Document -
—————

After 40 years and counting I have noticed something that was hard to put my finger on. I find more and more that the people I interact with on a daily basis have a mode of 'I'm going to do as little as possible to help, or even push work I should be doing back onto you'. This has changed over the approximately 14 years I have practiced law, and if you sit down and think on it, since my earliest days in school and before.
I began to notice that as the grades went by, there was less and less rigor in education. My most memorable school experiences were when teachers challenged me and pushed me to my limit. I think on that and realize that the biggest years for that were Grade 1, Grade 5 and then Grade 10. In Grade 1 I had the most wonderful teacher and she pushed my reading to the point where I kept growing and growing tremendously through the year. In Grade 5 our teacher gave us lots of homework and demanded excellent work, as a result, my work went from sloppy to polished. In Grade 10, I was in a new math curriculum and unfortunately our teacher became ill, as a result we had to play catchup which was demanding and resulted in comprehensive learning.
But as a spectrum, from 1989, when I started grade 1, to 2006, when I graduated undergraduate, you could feel the 'participation ribbon' culture set in. Most of my university courses you could pass if you had a pulse.
In a way I feel I was molded by the spirit of the age as well. In undergrad, channeling econ 201, I felt that a B+ was the optimal mark, that putting in the extra effort for an A was getting into the realm of marginal diminishing returns. For the most part I avoided classes that were rigorous or had labs. In fairness I was involved with cross country and track, which provided their own intense rigors, but the point remains. I look back and think, would I have been better suited to engineering? I had the high school classes, and I enjoyed calculus, however I enjoyed history more. If someone had pushed me and said you have to take this hard science course and do well, you have to come out of school with a high paying degree, how would my life be different. Would I have recoiled? Would I have flourished? We'll never know. In any event, I ran track, and spent hours between classes prowling the stacks in the library, following my own fancy. It's not a regret, and I treasure that path in its' own way, but we are here to examine things honestly.
I once looked at my Opa's report cards from the four room Chipman school in the 1930's. There were no computers in the class, no calculators. And yet they did the same calculus we did in Grade 12. They did homework by lamplight on the farm after chores, pre electrification, and did the same material we did with computers and graphing calculators. Everything they did had substance, because they couldn't afford anything that wasn't. They couldn't afford alcohol, there was no cash on the prairies. Would you harness the horses and go to Church in minus 40 just to make an appearance, or did you have faith of substance?
You could say it's 'back in my day' bias, or that I'm growing into a level of bitterness to match my middle age, and I would say, those are possible factors (which I account for), but do not accurately explain the living, dynamic reality that we work with every day.
To set the scene, think about how our whole society functions. Our government borrows billions, and spends billions more than it raises through revenue (mostly personal income tax). As recent scandals have demonstrated, they seem to have no idea how much of this money is spent, where it goes to, and what if anything is to be provided in return. That's the charitable interpretation, you could read in outright corruption if you tilt your head slightly. You give the best hours and decades of your life and the tax you pay is up in smoke. We demand lots of ourselves in our work, why doesn't our government demand the same from the tax we pay to them?

—————

To-do list -
1/ Which three school years does the essay name as the ones where the writer was challenged most?
2/ Reproduce the essay word for word, from "I once looked" to "faith of substance?".
3/ Pick up the essay on declining effort and rigor after its final sentence and keep writing it.

—————

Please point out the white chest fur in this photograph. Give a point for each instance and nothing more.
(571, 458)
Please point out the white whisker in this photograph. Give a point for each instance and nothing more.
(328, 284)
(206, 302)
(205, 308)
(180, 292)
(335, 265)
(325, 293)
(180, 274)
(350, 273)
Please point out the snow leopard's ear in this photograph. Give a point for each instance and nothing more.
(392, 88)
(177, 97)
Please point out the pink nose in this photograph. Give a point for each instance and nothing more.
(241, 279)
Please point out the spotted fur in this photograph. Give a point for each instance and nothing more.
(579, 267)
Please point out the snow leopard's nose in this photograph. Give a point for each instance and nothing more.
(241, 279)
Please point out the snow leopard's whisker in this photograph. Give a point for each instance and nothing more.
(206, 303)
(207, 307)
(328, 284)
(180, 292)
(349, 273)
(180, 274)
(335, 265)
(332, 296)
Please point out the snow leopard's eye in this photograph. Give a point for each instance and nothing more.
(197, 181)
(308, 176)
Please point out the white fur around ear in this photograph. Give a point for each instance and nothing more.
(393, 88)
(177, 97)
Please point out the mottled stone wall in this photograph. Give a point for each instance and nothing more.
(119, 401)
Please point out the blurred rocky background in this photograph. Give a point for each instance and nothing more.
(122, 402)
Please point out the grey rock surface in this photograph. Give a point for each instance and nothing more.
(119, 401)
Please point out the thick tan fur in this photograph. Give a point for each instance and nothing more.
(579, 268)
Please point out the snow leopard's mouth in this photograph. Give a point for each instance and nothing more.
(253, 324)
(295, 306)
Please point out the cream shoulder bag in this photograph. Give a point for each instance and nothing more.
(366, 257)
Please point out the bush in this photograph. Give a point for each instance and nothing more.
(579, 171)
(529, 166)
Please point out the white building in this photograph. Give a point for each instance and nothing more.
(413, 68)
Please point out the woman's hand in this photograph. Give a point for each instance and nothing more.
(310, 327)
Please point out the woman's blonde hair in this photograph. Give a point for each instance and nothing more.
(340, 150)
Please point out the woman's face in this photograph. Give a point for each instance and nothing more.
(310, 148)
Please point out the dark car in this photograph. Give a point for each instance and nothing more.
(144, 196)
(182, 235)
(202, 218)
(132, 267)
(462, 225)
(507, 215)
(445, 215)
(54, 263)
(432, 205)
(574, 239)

—————

Responses for each task -
1/ Grade 1, Grade 5 and Grade 10.

2/
I once looked at my Opa's report cards from the four room Chipman school in the 1930's. There were no computers in the class, no calculators. And yet they did the same calculus we did in Grade 12. They did homework by lamplight on the farm after chores, pre electrification, and did the same material we did with computers and graphing calculators. Everything they did had substance, because they couldn't afford anything that wasn't. They couldn't afford alcohol, there was no cash on the prairies. Would you harness the horses and go to Church in minus 40 just to make an appearance, or did you have faith of substance?

3/
Think about how people spend their leisure time. More delivery drivers out there than ever, even delivering junk food from from 7/11. Hollywood makes total crap, and people eat it up. We don't demand anything from Hollywood, they make another Marvel movie and move on to the next. Watching watching watching. Nothing of substance or meaning. Food with no substance, art with no substance, work with no substance, homes with no substance, life with no substance, faith (such as it may be) with no substance.
Think of what billionaires do with their money. Sit on it indefinitely, perhaps. Huge vacation homes and yachts. Imagine a billionaire today liquidating his fortune to join a Crusade. That literally happened in the Crusades, you forget, or more likely, you never knew. Because people didn't have much other than faith, and the faith had substance and made rigorous demands on them. Imagine voluntarily surrendering everything you have, taking on a project of uncertain success, with no earthly reward and death likely, would you?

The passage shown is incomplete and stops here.